Text shown:

6.          Conditions to Company’s Obligations at the Closing.  The Company’s obligations to affect the Closing with Lenders are conditioned upon the fulfillment (or waiver by the Company in its sole and absolute discretion) of each of the following events as of the Closing Date:
 
(a)           the representations and warranties of such Lender set forth in this Agreement and in the other Transaction Documents to which it is a party shall be true and correct in all material respects as of such date as if made on such date (except that to the extent that any such representation or warranty relates to a particular date, such representation or warranty shall be true and correct in all material respects as of that date);

(b)           such Lender shall have complied with or performed all of the agreements, obligations and conditions set forth in this Agreement that are required to be complied with or performed by such Lender on or before the Closing;

(c)           such Lender shall have executed each Transaction Document to which it is a party and shall have delivered the same to the Company; and
 
(d)           Lender shall have tendered the Purchase Price for the Note being purchased by it on or before the Closing by wire transfer of immediately available funds pursuant to the wiring instructions provided by the Company.
 
7.           General Provisions.

Short task 1: Reproduce the closing conditions section word for word, starting with "(d)           Lender shall have" and going on through "by the Company.".
Short task 2: In the closing conditions section, restate the paragraph beginning "(a) the representations and warranties of such Lender" more briefly, keeping its main facts.
The material comes from a separate source that has no connection to the closing conditions section.

Data rows:
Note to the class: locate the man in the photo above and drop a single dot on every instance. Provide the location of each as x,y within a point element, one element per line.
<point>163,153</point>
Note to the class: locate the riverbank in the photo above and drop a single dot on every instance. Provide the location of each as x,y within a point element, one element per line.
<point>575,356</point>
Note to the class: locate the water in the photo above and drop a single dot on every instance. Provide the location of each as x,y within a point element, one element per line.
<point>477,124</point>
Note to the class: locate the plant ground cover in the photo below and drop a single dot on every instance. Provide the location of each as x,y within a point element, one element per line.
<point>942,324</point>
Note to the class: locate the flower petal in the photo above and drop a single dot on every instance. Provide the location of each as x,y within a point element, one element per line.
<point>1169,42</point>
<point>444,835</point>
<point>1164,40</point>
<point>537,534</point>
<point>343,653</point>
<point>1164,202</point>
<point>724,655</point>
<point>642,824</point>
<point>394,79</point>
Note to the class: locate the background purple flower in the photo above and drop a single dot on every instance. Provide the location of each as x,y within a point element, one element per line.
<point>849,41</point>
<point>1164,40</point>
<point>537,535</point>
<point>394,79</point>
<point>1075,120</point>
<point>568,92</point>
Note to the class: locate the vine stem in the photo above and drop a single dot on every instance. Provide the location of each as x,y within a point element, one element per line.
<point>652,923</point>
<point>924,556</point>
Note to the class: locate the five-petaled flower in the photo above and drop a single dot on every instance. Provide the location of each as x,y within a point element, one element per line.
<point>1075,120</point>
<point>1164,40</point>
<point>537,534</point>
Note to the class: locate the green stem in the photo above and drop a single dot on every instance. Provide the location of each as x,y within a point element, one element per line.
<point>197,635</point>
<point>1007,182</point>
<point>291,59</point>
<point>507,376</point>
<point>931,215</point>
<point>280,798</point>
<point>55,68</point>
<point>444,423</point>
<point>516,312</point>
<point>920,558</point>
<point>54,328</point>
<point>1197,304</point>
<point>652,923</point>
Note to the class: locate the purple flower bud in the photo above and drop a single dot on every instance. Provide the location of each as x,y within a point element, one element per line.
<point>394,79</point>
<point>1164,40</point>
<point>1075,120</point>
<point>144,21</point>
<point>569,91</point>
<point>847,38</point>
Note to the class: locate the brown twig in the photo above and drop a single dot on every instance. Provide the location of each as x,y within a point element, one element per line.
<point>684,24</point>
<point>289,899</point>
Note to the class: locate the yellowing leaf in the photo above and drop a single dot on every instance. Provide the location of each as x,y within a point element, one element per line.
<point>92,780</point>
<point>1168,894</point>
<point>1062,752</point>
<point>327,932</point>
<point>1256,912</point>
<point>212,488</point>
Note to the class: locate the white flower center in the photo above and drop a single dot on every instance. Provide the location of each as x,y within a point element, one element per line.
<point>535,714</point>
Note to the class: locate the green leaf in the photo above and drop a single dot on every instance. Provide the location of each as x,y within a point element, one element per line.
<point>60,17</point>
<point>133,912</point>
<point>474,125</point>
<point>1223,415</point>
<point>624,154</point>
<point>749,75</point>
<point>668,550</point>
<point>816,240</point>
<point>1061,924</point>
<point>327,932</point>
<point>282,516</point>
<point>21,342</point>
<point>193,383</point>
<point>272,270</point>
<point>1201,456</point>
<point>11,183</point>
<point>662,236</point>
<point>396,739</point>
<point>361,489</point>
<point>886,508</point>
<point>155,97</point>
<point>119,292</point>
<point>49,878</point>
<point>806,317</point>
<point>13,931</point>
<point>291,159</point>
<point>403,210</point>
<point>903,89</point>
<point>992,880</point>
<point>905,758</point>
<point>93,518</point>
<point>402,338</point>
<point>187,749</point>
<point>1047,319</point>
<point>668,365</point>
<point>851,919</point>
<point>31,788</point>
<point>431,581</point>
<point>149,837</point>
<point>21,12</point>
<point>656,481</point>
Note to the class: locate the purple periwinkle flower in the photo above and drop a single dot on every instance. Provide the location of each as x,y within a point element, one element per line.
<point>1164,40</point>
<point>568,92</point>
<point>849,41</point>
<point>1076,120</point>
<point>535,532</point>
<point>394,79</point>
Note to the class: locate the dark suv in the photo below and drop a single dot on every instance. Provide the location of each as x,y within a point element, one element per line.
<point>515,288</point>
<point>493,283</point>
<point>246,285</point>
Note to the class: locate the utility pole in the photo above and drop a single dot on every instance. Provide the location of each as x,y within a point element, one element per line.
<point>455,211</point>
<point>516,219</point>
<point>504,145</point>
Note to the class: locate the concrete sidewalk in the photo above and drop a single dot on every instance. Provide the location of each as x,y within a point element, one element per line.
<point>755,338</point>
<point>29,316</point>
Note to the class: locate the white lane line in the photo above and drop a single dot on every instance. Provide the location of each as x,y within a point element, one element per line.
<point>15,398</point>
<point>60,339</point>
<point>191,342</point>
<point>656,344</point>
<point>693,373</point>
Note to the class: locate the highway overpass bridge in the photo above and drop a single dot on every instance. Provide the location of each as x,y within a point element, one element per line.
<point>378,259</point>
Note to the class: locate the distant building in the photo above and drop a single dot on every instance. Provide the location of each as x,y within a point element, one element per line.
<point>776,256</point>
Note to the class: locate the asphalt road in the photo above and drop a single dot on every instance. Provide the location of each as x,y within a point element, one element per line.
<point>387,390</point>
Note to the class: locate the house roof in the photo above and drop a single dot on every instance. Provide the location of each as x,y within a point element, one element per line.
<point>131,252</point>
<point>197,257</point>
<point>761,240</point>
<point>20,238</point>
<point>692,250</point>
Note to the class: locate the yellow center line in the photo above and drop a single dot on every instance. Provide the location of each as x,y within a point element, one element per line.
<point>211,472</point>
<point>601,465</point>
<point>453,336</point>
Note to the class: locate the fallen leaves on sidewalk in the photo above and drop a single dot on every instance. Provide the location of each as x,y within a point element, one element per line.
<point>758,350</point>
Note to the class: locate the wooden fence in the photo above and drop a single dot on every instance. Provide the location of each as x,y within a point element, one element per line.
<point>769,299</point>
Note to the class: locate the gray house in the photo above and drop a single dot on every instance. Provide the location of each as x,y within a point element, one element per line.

Exercise response 1:
(d)           Lender shall have tendered the Purchase Price for the Note being purchased by it on or before the Closing by wire transfer of immediately available funds pursuant to the wiring instructions provided by the Company.

Exercise response 2: As of the Closing Date, each Lender's representations and warranties in this Agreement and in the other Transaction Documents it is a party to must be true and correct in all material respects, as if made on that date. Any that relate to a particular date need only be true and correct in all material respects as of that date.